## SOURCE TEXT
#####

If you are from northern parts of the British Isles, particularly Scotland and the Orkneys, there may well be traces of Viking ancestry in your DNA. Or if you are from central England or East Anglia, you could be a distant descendant of the Saxons and Angles. The invasions that, for thousands of years, swept across these islands not only changed the political and cultural landscape but also left their imprint in the genes of modern Britons (see below).

At the University of Oxford, a new £2.3 million project, funded by the Wellcome Trust and led by cancer and population geneticist Professor Sir Walter Bodmer, aims to decipher the genetic structure of the UK. But the historical insights are a secondary concern; rather, the focus is on creating a tool for researchers tracking down genes associated with common human diseases.

Finding that a particular variant of a gene is more common in people with, say, diabetes than in those without is a clue that the gene may be increasing susceptibility to the disease. But is the association real, or are the different genetic make ups of the people involved in the study clouding the results?

To tackle the problem, Professor Bodmer has joined forces with two other Oxford researchers – Professor Peter Donnelly, an expert on population genetics and statistics, and gene-hunter and Wellcome Trust Principal Research Fellow Professor Lon Cardon. Their joint goal is a freely available set of genetic tools to aid researchers searching for genes linked to disease.

    Gene hunting

A classic method of tracking down genes associated with disease is the ‘case–control’ study. The idea is to examine whether a particular piece of DNA, a marker, is more frequent in a group of people with a disease than a similar group without the disease.

The first successes of this approach came in the late 1960s and early 1970s and involved the HLA genes, which are important in immune responses. The HLA variant B27, for example, is found in at least 90 per cent of people with ankylosing spondylitis (a form of arthritis primarily affecting the spine). “The associations between HLA variants and certain diseases are striking,” says Professor Bodmer. “Even if there is some genetic mixture in the population, it doesn’t mask the association because the real genetic effects are so large.”

Applying the same approach to complex diseases such as heart disease has been less straightforward. “Association analysis for small effects is problematic,” says Professor Bodmer. “There may be several different genes involved, and each gene may have one or more variants that differ in frequency. Some variants may be more common and have very small effects, others may be rare but have slightly more significant effects.”

Professor Cardon agrees, and adds that many studies have simply been too small. “People recognized that many genes are involved in complex diseases, but they expected a few to have large effects. The studies were small because they were looking for ‘low hanging fruit’; with a few exceptions, that has been a failed assumption.”

#####

Point-per-instance localization listing:
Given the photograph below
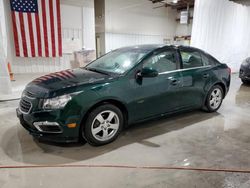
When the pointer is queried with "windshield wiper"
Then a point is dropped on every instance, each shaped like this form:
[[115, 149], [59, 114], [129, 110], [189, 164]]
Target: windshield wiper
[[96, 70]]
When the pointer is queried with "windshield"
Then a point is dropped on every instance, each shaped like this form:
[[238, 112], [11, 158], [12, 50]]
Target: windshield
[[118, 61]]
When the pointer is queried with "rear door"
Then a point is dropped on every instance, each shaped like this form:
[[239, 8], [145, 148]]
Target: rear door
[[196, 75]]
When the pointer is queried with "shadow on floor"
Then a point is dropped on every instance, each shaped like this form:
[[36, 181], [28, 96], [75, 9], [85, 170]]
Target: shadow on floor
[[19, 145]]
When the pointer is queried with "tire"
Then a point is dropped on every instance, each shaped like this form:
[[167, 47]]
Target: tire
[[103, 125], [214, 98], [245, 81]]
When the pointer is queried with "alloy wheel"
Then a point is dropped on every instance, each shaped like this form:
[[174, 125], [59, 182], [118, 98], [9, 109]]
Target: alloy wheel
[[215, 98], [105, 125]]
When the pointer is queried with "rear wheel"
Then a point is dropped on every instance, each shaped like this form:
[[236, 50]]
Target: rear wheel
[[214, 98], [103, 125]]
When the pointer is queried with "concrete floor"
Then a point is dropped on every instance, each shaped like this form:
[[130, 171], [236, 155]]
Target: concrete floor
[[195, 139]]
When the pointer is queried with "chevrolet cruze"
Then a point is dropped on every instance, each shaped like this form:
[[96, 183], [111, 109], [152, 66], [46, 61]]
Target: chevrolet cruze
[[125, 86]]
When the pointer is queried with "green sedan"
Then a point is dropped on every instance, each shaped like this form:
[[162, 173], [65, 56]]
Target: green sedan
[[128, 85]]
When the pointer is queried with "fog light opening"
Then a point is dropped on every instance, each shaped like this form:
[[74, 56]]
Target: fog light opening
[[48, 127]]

#####

## ACTIVITY A
For each statement below, say yes or no as to whether it agrees with the genetics article, and quote the deciding words. (i) The Oxford project is worth £2.3 million and is funded by the Wellcome Trust. (ii) The project's main focus is on historical insights into past invasions. (iii) The HLA variant B27 is found in at least half of people with ankylosing spondylitis.
## ACTIVITY B
Duplicate the genetics article from "To tackle the" to "linked to disease.".

## PROBLEM SOLUTION A
(i) Yes: "a new £2.3 million project, funded by the Wellcome Trust"
(ii) No: "But the historical insights are a secondary concern; rather, the focus is on creating a tool for researchers tracking down genes associated with common human diseases."
(iii) Yes: "The HLA variant B27, for example, is found in at least 90 per cent of people with ankylosing spondylitis"

## PROBLEM SOLUTION B
To tackle the problem, Professor Bodmer has joined forces with two other Oxford researchers – Professor Peter Donnelly, an expert on population genetics and statistics, and gene-hunter and Wellcome Trust Principal Research Fellow Professor Lon Cardon. Their joint goal is a freely available set of genetic tools to aid researchers searching for genes linked to disease.